Records drawn from a dataset:

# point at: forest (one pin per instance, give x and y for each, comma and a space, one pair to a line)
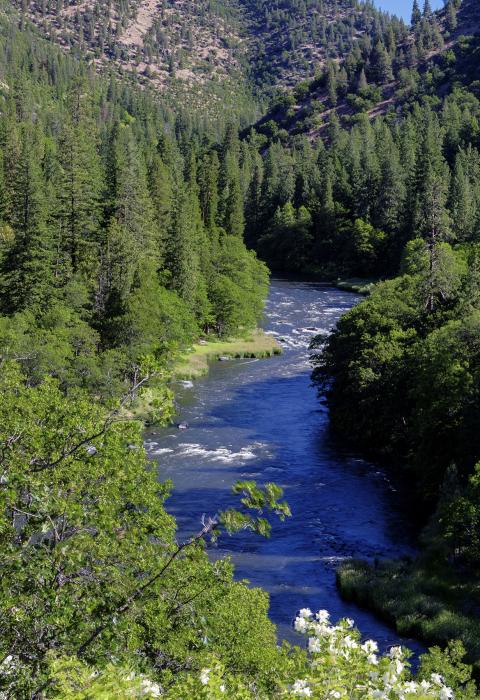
135, 222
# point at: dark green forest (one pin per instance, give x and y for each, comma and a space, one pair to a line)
137, 217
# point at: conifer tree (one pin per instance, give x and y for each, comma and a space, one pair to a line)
27, 279
416, 14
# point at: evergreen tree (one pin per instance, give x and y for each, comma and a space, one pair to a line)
27, 275
416, 14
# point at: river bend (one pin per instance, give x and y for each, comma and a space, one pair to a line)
262, 420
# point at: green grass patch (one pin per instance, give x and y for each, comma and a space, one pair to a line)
419, 599
360, 285
194, 363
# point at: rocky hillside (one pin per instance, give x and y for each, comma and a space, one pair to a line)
379, 75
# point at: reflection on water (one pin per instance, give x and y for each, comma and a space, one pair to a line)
261, 419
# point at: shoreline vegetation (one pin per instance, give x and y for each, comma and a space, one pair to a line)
255, 344
194, 363
419, 599
358, 285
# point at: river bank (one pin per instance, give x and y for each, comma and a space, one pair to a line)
420, 598
262, 421
194, 363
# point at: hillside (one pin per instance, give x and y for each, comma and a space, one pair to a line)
211, 55
376, 77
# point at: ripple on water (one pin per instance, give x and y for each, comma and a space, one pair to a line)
264, 421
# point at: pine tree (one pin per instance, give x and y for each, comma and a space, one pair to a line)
27, 268
416, 14
79, 202
427, 9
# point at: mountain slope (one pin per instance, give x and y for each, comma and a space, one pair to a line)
216, 52
379, 77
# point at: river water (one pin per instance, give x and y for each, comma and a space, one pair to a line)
262, 420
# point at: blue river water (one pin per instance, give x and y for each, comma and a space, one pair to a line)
262, 420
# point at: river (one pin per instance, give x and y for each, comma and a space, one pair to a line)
262, 420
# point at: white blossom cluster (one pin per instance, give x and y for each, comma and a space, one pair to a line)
342, 666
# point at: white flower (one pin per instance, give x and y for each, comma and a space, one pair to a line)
150, 689
205, 676
300, 624
301, 688
370, 646
350, 643
396, 653
397, 666
322, 630
323, 615
436, 678
410, 687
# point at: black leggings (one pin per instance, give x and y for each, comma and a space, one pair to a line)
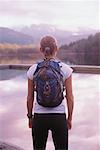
57, 123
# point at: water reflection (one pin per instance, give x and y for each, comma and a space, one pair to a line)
13, 121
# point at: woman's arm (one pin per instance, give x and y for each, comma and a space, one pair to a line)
69, 99
30, 100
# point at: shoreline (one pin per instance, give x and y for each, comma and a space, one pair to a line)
7, 146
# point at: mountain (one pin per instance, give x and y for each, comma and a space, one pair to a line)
11, 36
63, 36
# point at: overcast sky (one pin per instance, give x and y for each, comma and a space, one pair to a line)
69, 14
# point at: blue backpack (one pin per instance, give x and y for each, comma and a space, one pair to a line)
49, 83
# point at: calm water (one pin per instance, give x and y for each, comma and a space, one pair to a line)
85, 134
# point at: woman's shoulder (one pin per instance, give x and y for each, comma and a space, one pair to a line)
66, 70
31, 71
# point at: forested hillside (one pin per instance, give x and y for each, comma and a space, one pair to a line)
84, 51
81, 52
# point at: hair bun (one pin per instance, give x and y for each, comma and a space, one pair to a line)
47, 48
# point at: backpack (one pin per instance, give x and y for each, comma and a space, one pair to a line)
49, 83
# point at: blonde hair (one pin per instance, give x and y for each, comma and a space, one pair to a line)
48, 45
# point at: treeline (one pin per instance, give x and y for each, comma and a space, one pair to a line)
14, 53
84, 51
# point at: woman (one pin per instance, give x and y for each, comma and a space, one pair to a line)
53, 118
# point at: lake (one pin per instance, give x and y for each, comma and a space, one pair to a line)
85, 133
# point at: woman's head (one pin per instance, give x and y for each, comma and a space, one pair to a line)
48, 46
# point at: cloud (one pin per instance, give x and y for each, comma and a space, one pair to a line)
61, 13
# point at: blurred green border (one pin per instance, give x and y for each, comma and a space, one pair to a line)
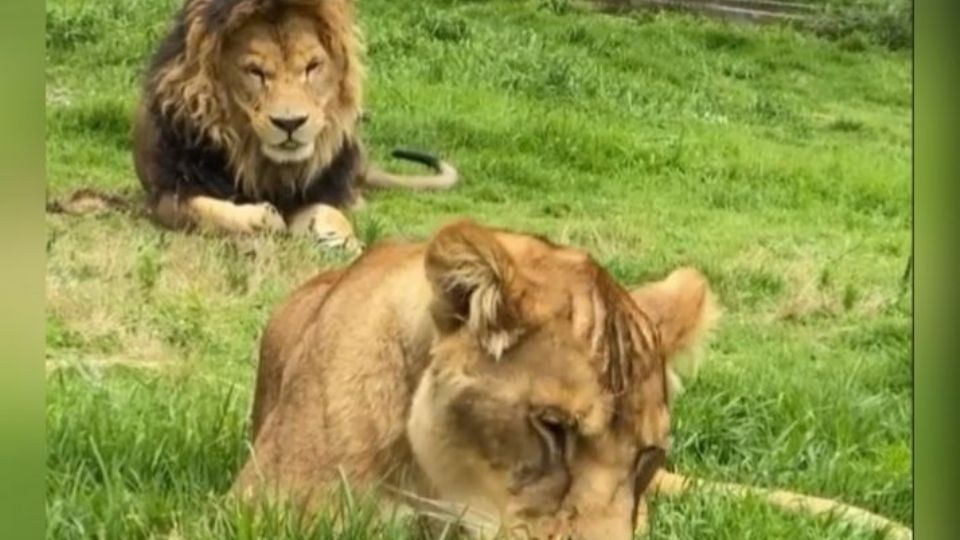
936, 192
22, 262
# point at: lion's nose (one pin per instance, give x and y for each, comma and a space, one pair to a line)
289, 124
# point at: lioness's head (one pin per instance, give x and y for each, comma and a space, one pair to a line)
546, 400
277, 77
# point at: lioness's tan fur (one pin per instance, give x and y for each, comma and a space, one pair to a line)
362, 369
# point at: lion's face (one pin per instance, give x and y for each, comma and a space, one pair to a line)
282, 78
546, 398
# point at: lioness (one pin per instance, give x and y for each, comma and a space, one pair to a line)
483, 368
248, 121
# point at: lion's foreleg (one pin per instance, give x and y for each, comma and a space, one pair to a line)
329, 226
224, 216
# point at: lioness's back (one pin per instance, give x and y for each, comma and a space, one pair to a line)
339, 307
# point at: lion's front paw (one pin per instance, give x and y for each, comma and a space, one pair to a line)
328, 226
260, 217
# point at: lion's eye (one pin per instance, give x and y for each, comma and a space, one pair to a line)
255, 71
557, 434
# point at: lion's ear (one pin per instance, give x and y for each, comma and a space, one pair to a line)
475, 283
681, 306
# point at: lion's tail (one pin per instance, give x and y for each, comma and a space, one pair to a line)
88, 201
446, 176
667, 483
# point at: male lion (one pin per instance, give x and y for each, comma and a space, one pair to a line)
483, 368
248, 121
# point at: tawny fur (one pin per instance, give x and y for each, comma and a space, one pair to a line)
364, 370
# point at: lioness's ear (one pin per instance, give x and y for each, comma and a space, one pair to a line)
681, 306
475, 283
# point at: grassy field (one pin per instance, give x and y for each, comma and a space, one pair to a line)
776, 161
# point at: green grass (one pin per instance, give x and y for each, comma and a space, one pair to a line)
777, 161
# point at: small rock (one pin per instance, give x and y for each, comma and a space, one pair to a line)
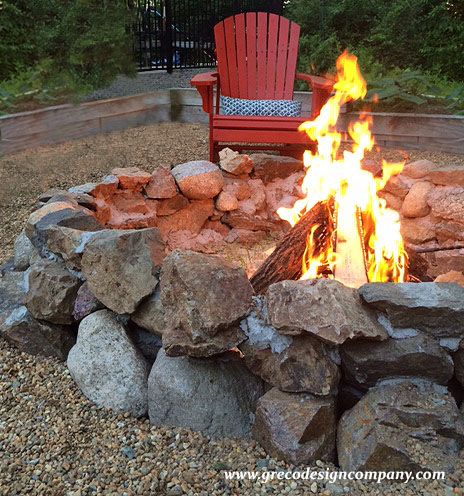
240, 220
191, 218
399, 185
147, 343
418, 169
52, 291
85, 303
447, 202
389, 427
459, 364
131, 178
452, 276
418, 231
245, 236
198, 180
120, 265
415, 202
323, 307
171, 205
107, 366
296, 428
226, 202
447, 176
194, 292
150, 314
234, 162
161, 185
435, 308
217, 398
364, 363
23, 252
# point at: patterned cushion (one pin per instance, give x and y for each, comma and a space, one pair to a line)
279, 108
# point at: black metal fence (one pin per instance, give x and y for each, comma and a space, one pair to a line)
172, 34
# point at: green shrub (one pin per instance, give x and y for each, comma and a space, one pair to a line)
53, 47
410, 51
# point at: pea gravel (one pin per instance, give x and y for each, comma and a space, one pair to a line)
55, 442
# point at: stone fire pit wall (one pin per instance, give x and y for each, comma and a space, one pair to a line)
312, 369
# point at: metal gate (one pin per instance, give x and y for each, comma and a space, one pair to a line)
171, 34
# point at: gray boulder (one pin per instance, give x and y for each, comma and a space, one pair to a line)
204, 299
364, 363
59, 213
20, 329
436, 308
217, 398
52, 291
150, 314
37, 337
291, 363
401, 425
120, 266
107, 366
296, 428
324, 308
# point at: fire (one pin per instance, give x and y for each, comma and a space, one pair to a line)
359, 212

> _YOUR INSTRUCTIONS_
Would you transcribe all of the data exactly, omitting any pictures?

> _ANSWER SPACE_
# point at: forest (one pin per instance, give x and y for each, comma and a space, one pair to a line)
135, 222
# point at: dark green forest (one pin per instance, give x and y for each, comma and a space, one pair to a line)
137, 217
# point at: conifer tree (one pin per instance, give x and y for each, comma and a space, one pair to a line)
27, 279
416, 14
# point at: evergreen tree (one pin per instance, give x and y for each, comma and a space, one pair to a line)
27, 275
416, 14
# point at: river bend (one pin per instance, give x and y for each, comma and a space, one pair to a line)
262, 420
# point at: green grass patch (one pin per instance, give x and y for each, comma and a space, one pair to a line)
419, 599
360, 285
194, 363
# point at: rocky hillside (one pin per instance, give x and y for each, comma and a space, one pair to a line)
379, 75
# point at: reflection on water (one pin per instance, give x and y for each, comma and a space, one pair to a line)
261, 419
# point at: shoreline vegetation (one pin per instance, give x and y for each, comma and a space, one pair to a line)
255, 344
194, 363
419, 599
358, 285
# point at: river bank (one pin per instance, give x and y for each, comma and a space, one pair to a line)
420, 598
262, 421
194, 363
# point at: hillside (one pin per instance, give x and y for each, comma and a space, one pair to a line)
211, 55
376, 77
# point at: ripple on water (one pin per instance, give x and y for each, comma and a space, one pair to a line)
264, 421
# point at: pine tree (one pin per instance, give x and y for each, comma and a space, one pair to a line)
27, 268
416, 14
79, 202
427, 9
# point at: mountain slope (one pin per instance, give x and y for each, comma and a space, one pair to a line)
216, 52
379, 77
# point at: river water (one pin per instance, give x and y for each, comma and a space, one pair to a line)
262, 420
# point at: blue river water (one pin per instance, give x and y for each, comma and a space, one pair to a line)
262, 420
# point at: river (one pin per instance, give x and y for each, comma and a space, one pair to a line)
262, 420
# point at: white blossom cluster (one pin per instance, give x and y for each, comma and a space, one pair to a line)
342, 666
# point at: white flower (one pin per instance, give x and y for each, comma and a space, one pair to a line)
150, 689
205, 676
300, 624
301, 688
370, 646
350, 643
396, 653
397, 666
322, 630
323, 615
436, 678
410, 687
# point at: black leggings (one pin per instance, give x and y for each, comma and a space, one pair to a line)
57, 123
# point at: water reflection (one pin per instance, give x and y for each, comma and a space, one pair to a line)
13, 121
# point at: woman's arm (one pin per instance, give x and y for each, comma and a space, one pair to a line)
69, 99
30, 100
# point at: shoreline (one pin per instance, give x and y for each, comma and a space, one pair to a line)
7, 146
# point at: mountain (one pin per instance, give x and y for each, comma and a space, one pair to a line)
11, 36
63, 36
# point at: overcast sky (one pin per instance, give x and y for each, comma and a space, one pair to a line)
69, 14
# point at: blue backpack (one pin per instance, give x and y for each, comma and a space, one pair to a line)
49, 83
# point at: calm water (one pin per instance, give x and y for each, comma and a space, one pair to a line)
85, 134
# point at: woman's shoulder (one pin per instance, give x and y for each, comma and a space, one pair to a line)
66, 70
31, 71
# point at: forested hillside (one pin per instance, give x and y for each, comma and a space, one pair to a line)
84, 51
81, 52
# point at: hair bun (one pin per instance, give x and y for each, comma and a space, one pair to a line)
47, 48
# point at: backpack (one pin per instance, give x and y for each, comma and a space, one pair to a line)
49, 83
# point at: blonde hair (one pin per instance, give x and y for each, comma and a space, one pair to a line)
48, 45
# point at: treeline (one pin per instance, give x and y for each, comma and a space, one pair to a line)
14, 53
84, 51
# point at: woman (one pin per instance, give x and y for each, comma and a space, one pair to a line)
53, 118
# point at: lake (one pin per instance, give x and y for each, comma and a space, one pair to a line)
85, 133
# point at: woman's head (one pin per instance, give x and y for each, comma and a space, one pair to a line)
48, 46
# point at: cloud (one pin per instance, give x and y for each, comma and a space, one pair to a line)
61, 13
# point at: blurred green border (one pin per instance, give x and y for each, comma and a space, one pair to a line)
936, 192
22, 262
# point at: lion's nose (one pin per instance, give x and y for each, comma and a space, one pair to a line)
289, 124
# point at: lioness's head (one pin per instance, give x and y for each, comma and a space, one pair to a line)
546, 400
277, 77
# point at: lioness's tan fur (one pin per instance, give x and y for each, comma and a space, one pair to a line)
362, 369
# point at: lion's face (one pin per instance, give x and y for each, comma and a space, one pair to a line)
282, 78
546, 398
# point at: lioness (one pin per instance, give x and y for each, comma and a space, one pair to a line)
483, 368
248, 121
# point at: lion's foreleg (one pin per instance, give x and y for each, comma and a space, one pair to a line)
329, 226
224, 216
# point at: lioness's back (one pin per instance, give x and y for each, comma and a space, one pair to a line)
339, 307
# point at: lion's front paw (one pin per instance, give x and y for each, comma and a space, one pair to a line)
328, 226
260, 217
# point at: lion's eye (one pin per instance, give x and y for each, comma and a space, one pair to a line)
255, 71
557, 434
# point at: lion's ear (one pin per instance, give x and y for each, comma and a space, one pair to a line)
475, 283
681, 306
# point at: lion's tail (one pin per instance, give x and y for each, comma and a space, one pair to a line)
88, 201
446, 176
667, 483
# point at: male lion (one pin per instance, give x and y for each, comma and a space, one pair to a line)
483, 368
248, 121
# point at: tawny fur (one pin per instance, give x and y for each, comma and a space, one pair to a line)
364, 370
# point at: lioness's ear (one pin per instance, give x and y for each, comma and a space, one pair to a line)
681, 306
475, 283
# point at: grassy field (one pin per instance, give x and y for each, comma and a space, one pair to a line)
776, 161
# point at: green grass (one pin per instance, give x and y for each, comma and a space, one pair to a line)
777, 161
# point at: small rock (one pin per instance, give x and y for each, comma and a space, one pair to a line)
240, 220
191, 218
399, 185
147, 343
418, 169
52, 291
85, 303
447, 202
389, 427
459, 364
131, 178
452, 276
418, 231
245, 236
198, 180
120, 265
415, 202
323, 307
171, 205
107, 366
296, 428
226, 202
447, 176
194, 292
150, 314
234, 162
161, 185
435, 308
217, 398
364, 363
23, 252
# point at: patterned cushion (one pin per instance, give x and y for each, comma and a space, one pair to a line)
279, 108
# point at: black metal fence (one pin per instance, give x and y for each, comma and a space, one pair to a line)
172, 34
# point at: green shrub (one pin per instance, give x and y for each, comma and a space, one pair to a line)
53, 47
410, 51
# point at: pea gravel (one pin per instance, give x and y for each, comma and a space, one pair to a line)
55, 442
# point at: stone fire pit wall (one pin per instance, give x and y for each, comma and a space, one pair to a line)
312, 369
# point at: metal gate (one pin per instance, give x and y for each, comma and a space, one pair to a line)
171, 34
# point at: gray boulder (one pin per instance, give x and y for each, comma and a space, one pair to a line)
204, 299
364, 363
59, 213
20, 329
436, 308
217, 398
52, 291
150, 314
37, 337
291, 363
401, 425
120, 266
107, 366
296, 428
324, 308
# point at: fire (one pin per instance, give x and y for each, comma and a space, one pair to a line)
359, 212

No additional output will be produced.